Render every line of the material below as a Markdown table with two columns, Index and Entry, where Index holds the row number and Entry holds the line, skipping blank lines and leaving the pictures out.

+++ Records provided

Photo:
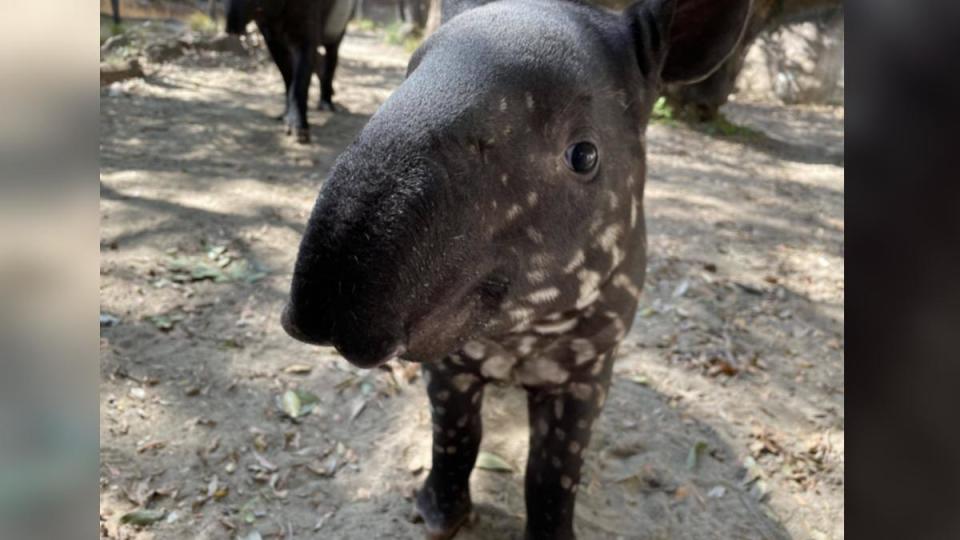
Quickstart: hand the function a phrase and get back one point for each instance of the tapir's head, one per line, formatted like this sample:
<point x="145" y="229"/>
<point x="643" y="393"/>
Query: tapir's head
<point x="239" y="13"/>
<point x="503" y="180"/>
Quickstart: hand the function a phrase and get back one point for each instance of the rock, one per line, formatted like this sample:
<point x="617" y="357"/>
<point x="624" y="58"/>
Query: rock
<point x="165" y="52"/>
<point x="113" y="72"/>
<point x="224" y="43"/>
<point x="114" y="44"/>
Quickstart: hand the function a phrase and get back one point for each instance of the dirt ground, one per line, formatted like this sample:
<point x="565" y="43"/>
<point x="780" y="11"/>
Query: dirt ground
<point x="726" y="416"/>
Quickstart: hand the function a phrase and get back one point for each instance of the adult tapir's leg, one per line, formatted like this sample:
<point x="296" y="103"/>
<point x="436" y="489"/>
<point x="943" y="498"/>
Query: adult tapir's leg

++++++

• _Answer for this exercise_:
| Index | Entry |
|---|---|
| 1 | Photo: |
| 2 | Quickstart: hand the function a phrase and get back one point for each instance of the tapir's head, one per line, formatted like this sample: |
| 3 | <point x="145" y="229"/> |
| 4 | <point x="643" y="393"/> |
| 5 | Query: tapir's head |
| 6 | <point x="239" y="13"/> |
| 7 | <point x="503" y="180"/> |
| 8 | Quickstart: hand the function a phrase and get back one point for each instance of the rock, one per line, formatted like this sample: |
| 9 | <point x="617" y="357"/> |
| 10 | <point x="624" y="58"/> |
| 11 | Query: rock |
| 12 | <point x="165" y="52"/> |
| 13 | <point x="113" y="72"/> |
| 14 | <point x="224" y="43"/> |
| 15 | <point x="114" y="44"/> |
| 16 | Quickstart: hand the function a phrase and get back one point for each instance of the dirt ground, one per line, formatted like this sample: |
| 17 | <point x="565" y="43"/> |
| 18 | <point x="780" y="11"/> |
| 19 | Query: dirt ground |
| 20 | <point x="726" y="416"/> |
| 21 | Quickstart: hand the function a phrase and get back one point for each instance of the adult tapir's leg, one per line, formatted like this sample: |
| 22 | <point x="296" y="103"/> |
| 23 | <point x="436" y="489"/> |
| 24 | <point x="943" y="498"/> |
| 25 | Query: adult tapir's leg |